Please report every line in the entries below that contains the string "teal", copying each one in full.

----- Task data -----

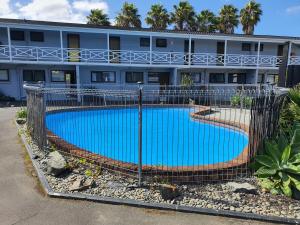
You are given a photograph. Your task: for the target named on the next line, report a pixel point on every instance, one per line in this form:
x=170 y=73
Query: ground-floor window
x=217 y=78
x=33 y=75
x=237 y=78
x=134 y=77
x=103 y=76
x=4 y=75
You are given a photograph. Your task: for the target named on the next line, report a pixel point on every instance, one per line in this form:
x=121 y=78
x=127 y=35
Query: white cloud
x=293 y=9
x=86 y=5
x=51 y=10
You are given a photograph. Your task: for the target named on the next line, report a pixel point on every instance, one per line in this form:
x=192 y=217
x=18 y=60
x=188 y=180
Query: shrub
x=22 y=114
x=279 y=167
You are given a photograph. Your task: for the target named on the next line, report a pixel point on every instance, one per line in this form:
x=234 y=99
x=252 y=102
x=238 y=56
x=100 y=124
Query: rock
x=241 y=188
x=168 y=192
x=56 y=164
x=21 y=121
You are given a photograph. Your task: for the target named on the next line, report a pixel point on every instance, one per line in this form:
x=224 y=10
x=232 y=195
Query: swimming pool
x=171 y=137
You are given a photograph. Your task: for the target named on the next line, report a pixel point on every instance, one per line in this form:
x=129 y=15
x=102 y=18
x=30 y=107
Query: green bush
x=22 y=114
x=279 y=167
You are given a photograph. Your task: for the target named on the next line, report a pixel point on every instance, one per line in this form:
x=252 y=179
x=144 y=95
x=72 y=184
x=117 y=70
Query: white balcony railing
x=71 y=55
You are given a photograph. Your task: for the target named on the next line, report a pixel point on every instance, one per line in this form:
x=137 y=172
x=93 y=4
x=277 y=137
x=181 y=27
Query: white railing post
x=225 y=52
x=150 y=49
x=190 y=50
x=61 y=45
x=108 y=48
x=9 y=44
x=289 y=52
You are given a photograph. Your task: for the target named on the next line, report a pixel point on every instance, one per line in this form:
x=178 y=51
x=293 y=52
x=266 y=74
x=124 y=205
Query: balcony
x=125 y=57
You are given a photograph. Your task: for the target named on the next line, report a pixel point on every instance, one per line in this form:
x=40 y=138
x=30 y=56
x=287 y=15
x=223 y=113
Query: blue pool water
x=170 y=136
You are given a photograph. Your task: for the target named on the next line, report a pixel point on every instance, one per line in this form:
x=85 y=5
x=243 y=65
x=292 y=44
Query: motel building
x=67 y=54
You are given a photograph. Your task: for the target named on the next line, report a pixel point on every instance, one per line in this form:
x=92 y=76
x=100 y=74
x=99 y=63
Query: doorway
x=114 y=47
x=73 y=45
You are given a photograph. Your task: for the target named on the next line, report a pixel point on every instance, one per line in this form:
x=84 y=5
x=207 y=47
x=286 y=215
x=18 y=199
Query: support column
x=190 y=50
x=289 y=52
x=61 y=45
x=151 y=49
x=257 y=63
x=78 y=86
x=225 y=52
x=108 y=48
x=9 y=43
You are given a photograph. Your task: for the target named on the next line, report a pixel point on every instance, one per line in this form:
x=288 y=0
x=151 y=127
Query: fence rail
x=179 y=134
x=83 y=55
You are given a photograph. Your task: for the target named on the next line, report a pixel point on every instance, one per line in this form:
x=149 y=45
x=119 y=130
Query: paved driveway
x=21 y=201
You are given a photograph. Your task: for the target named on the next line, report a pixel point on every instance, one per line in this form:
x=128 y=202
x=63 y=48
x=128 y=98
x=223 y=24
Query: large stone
x=241 y=188
x=56 y=164
x=168 y=192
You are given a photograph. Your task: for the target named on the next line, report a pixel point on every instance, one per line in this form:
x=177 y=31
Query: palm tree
x=228 y=19
x=250 y=16
x=98 y=17
x=128 y=17
x=183 y=16
x=206 y=21
x=158 y=17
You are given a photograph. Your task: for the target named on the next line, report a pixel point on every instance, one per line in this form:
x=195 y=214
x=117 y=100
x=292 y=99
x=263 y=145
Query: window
x=217 y=78
x=246 y=47
x=272 y=78
x=144 y=42
x=237 y=78
x=196 y=77
x=33 y=75
x=153 y=77
x=4 y=75
x=261 y=47
x=103 y=76
x=58 y=76
x=261 y=78
x=161 y=43
x=134 y=77
x=36 y=36
x=17 y=35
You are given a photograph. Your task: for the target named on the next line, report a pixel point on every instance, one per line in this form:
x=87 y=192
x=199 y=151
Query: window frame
x=101 y=72
x=248 y=48
x=223 y=75
x=144 y=40
x=8 y=75
x=261 y=47
x=33 y=76
x=13 y=33
x=37 y=40
x=133 y=82
x=160 y=45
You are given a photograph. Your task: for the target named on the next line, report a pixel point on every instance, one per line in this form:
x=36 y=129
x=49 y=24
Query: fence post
x=140 y=93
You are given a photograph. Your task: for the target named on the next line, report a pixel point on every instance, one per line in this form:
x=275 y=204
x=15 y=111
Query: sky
x=280 y=17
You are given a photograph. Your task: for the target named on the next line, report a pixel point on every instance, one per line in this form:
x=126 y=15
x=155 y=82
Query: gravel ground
x=214 y=196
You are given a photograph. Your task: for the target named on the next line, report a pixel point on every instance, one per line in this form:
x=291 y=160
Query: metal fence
x=175 y=134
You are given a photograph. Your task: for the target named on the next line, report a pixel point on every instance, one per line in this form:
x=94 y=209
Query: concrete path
x=21 y=200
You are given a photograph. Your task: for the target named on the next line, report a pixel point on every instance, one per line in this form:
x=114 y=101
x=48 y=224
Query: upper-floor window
x=246 y=47
x=261 y=47
x=144 y=42
x=134 y=77
x=33 y=75
x=218 y=78
x=103 y=76
x=237 y=78
x=36 y=36
x=4 y=75
x=17 y=35
x=161 y=43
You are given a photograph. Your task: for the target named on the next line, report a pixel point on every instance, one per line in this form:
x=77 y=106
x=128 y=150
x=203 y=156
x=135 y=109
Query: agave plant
x=279 y=168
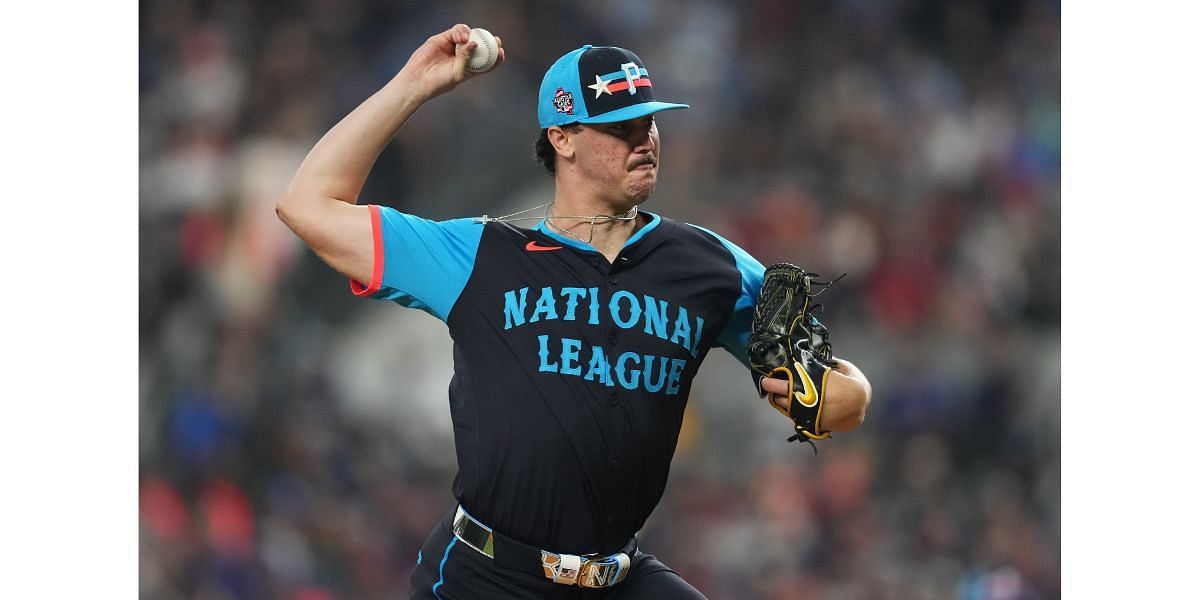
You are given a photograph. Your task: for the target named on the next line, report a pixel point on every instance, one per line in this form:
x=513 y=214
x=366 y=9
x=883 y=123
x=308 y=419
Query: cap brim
x=633 y=112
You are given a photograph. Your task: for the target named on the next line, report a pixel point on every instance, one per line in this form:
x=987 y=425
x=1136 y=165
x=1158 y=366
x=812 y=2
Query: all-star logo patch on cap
x=597 y=84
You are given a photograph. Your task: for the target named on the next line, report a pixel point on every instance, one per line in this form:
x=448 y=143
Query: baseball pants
x=448 y=569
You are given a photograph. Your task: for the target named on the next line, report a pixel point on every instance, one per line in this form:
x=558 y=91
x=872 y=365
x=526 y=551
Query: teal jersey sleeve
x=420 y=263
x=737 y=331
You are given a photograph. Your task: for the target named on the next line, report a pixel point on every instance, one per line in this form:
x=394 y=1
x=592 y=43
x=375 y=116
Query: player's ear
x=561 y=141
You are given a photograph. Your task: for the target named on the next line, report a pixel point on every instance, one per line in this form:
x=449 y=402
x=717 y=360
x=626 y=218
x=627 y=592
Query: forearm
x=847 y=396
x=337 y=166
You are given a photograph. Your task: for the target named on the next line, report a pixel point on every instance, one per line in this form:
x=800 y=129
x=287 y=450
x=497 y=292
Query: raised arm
x=321 y=204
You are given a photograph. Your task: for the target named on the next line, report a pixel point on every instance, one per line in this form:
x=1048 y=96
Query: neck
x=601 y=226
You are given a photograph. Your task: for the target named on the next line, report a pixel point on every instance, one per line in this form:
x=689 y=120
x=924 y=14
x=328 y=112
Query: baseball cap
x=597 y=84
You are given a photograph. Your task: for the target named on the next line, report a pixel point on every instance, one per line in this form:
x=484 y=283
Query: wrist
x=415 y=87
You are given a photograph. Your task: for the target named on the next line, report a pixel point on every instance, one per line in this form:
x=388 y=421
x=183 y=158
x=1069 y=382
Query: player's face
x=622 y=157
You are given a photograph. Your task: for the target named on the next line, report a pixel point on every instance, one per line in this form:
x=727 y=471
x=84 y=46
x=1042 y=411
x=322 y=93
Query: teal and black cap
x=597 y=84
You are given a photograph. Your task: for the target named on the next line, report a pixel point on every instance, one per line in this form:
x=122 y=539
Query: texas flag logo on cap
x=631 y=77
x=597 y=84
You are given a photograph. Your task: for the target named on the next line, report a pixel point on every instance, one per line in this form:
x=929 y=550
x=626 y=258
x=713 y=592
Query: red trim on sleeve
x=377 y=269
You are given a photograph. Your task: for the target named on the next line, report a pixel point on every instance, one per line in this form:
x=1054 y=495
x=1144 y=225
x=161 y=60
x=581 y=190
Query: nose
x=645 y=139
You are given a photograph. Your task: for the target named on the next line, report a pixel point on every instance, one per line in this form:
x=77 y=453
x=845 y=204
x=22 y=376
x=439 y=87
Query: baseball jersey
x=570 y=373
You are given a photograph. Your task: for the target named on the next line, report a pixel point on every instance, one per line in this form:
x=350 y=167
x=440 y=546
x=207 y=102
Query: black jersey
x=571 y=373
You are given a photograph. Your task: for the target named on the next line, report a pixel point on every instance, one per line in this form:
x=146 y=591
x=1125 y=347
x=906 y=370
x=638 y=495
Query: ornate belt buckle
x=561 y=568
x=604 y=573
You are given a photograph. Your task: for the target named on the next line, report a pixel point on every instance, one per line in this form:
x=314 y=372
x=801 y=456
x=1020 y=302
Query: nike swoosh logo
x=809 y=399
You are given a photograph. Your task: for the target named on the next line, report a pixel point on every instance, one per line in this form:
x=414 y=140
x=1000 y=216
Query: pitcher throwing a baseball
x=576 y=341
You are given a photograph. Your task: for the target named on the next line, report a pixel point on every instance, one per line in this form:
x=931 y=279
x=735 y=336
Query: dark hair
x=545 y=153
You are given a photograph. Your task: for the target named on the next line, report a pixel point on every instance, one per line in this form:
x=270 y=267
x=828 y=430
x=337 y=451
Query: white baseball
x=485 y=53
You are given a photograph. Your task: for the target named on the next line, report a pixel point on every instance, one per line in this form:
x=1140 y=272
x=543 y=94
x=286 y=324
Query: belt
x=586 y=570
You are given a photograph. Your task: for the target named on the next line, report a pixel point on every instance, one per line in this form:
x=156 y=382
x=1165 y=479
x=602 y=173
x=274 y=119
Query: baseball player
x=576 y=341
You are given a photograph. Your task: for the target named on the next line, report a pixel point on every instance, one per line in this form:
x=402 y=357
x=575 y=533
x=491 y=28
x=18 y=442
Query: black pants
x=448 y=569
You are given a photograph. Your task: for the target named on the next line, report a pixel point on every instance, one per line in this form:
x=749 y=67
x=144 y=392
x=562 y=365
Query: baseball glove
x=787 y=342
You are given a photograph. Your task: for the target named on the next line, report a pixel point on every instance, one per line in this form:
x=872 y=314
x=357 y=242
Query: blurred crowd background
x=295 y=441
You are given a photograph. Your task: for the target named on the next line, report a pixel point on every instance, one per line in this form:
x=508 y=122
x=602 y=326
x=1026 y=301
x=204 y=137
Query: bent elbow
x=283 y=209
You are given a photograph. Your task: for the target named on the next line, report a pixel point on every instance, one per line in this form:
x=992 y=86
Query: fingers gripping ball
x=485 y=53
x=787 y=342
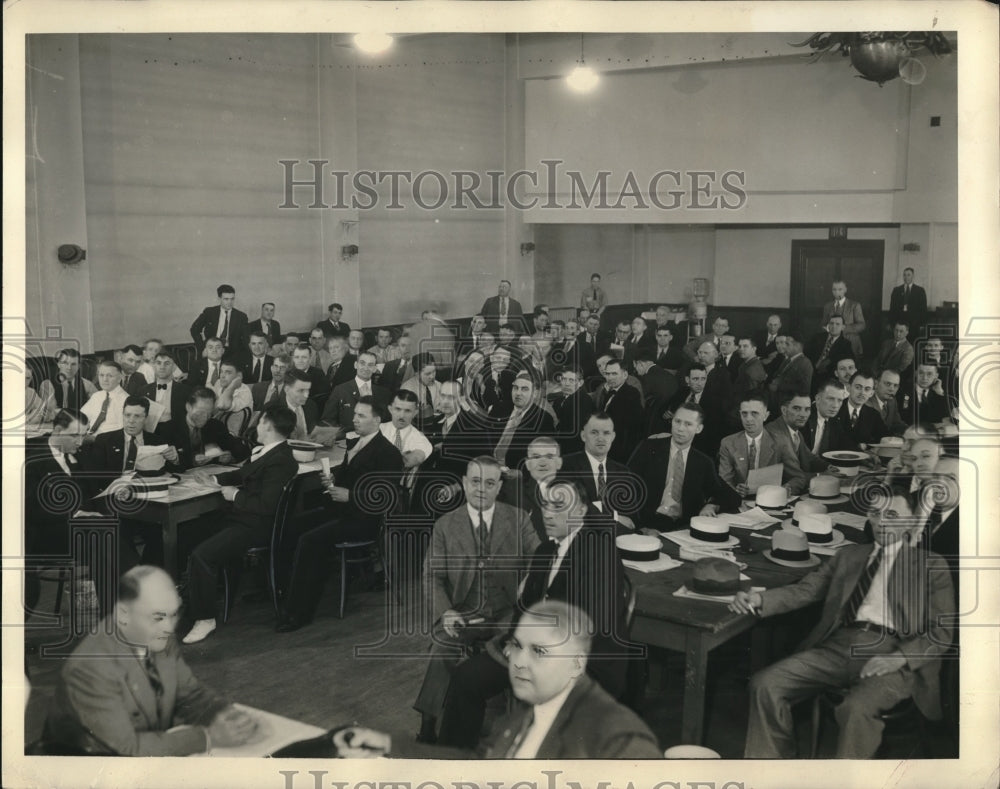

-----

- _Final answer_:
Query: teal jersey sleeve
Query: teal and black cap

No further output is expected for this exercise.